= Folgendes bearbeiten =
#1 Welche beiden Themenfelder wurden laut dem Text über den aktuellen Bericht erstmals zusammengefasst?
#2 Bitte schreiben Sie aus dem Text über den aktuellen Bericht den Abschnitt von „Der aktuelle Bericht“ bis „Einkäufe ● Gestaltung sowie ● Vernetzung.“ wortgetreu ab.

= Angezeigter Text =
============================================================

Der aktuelle Bericht unterscheidet sich dabei an mehreren Stellen deutlich von seinen Vorgängern. Erstmals wurden beispielsweise die Themenfelder ‘Digitale Kommune’ und ‘Bürgerservices’ zusammengefasst. Im daraus hervorgehenden Themenfeld ‘Digitale Verwaltung’ werden neben Daten aus der Untersuchung von über 300 kommunalen Webportalen auch die Ergebnisse einer repräsentativen Bevölkerungsbefragung von über 5.000 Personen in ganz Deutschland mitberücksichtigt. Zudem wurde das Themenfeld ‘Digitales Leben’ von Grund auf neu konzipiert und gliedert sich nun in die fünf Bereiche ● Teilhabe ● Erledigungen ● Unterhaltung und private Einkäufe ● Gestaltung sowie ● Vernetzung.

============================================================

= Rohdaten =

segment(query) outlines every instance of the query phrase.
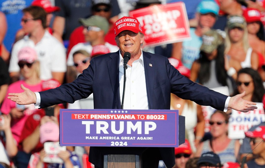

============================================================

= Lösungen der Aufgaben =
#1 Die Themenfelder ‘Digitale Kommune’ und ‘Bürgerservices’.

#2
Der aktuelle Bericht unterscheidet sich dabei an mehreren Stellen deutlich von seinen Vorgängern. Erstmals wurden beispielsweise die Themenfelder ‘Digitale Kommune’ und ‘Bürgerservices’ zusammengefasst. Im daraus hervorgehenden Themenfeld ‘Digitale Verwaltung’ werden neben Daten aus der Untersuchung von über 300 kommunalen Webportalen auch die Ergebnisse einer repräsentativen Bevölkerungsbefragung von über 5.000 Personen in ganz Deutschland mitberücksichtigt. Zudem wurde das Themenfeld ‘Digitales Leben’ von Grund auf neu konzipiert und gliedert sich nun in die fünf Bereiche ● Teilhabe ● Erledigungen ● Unterhaltung und private Einkäufe ● Gestaltung sowie ● Vernetzung.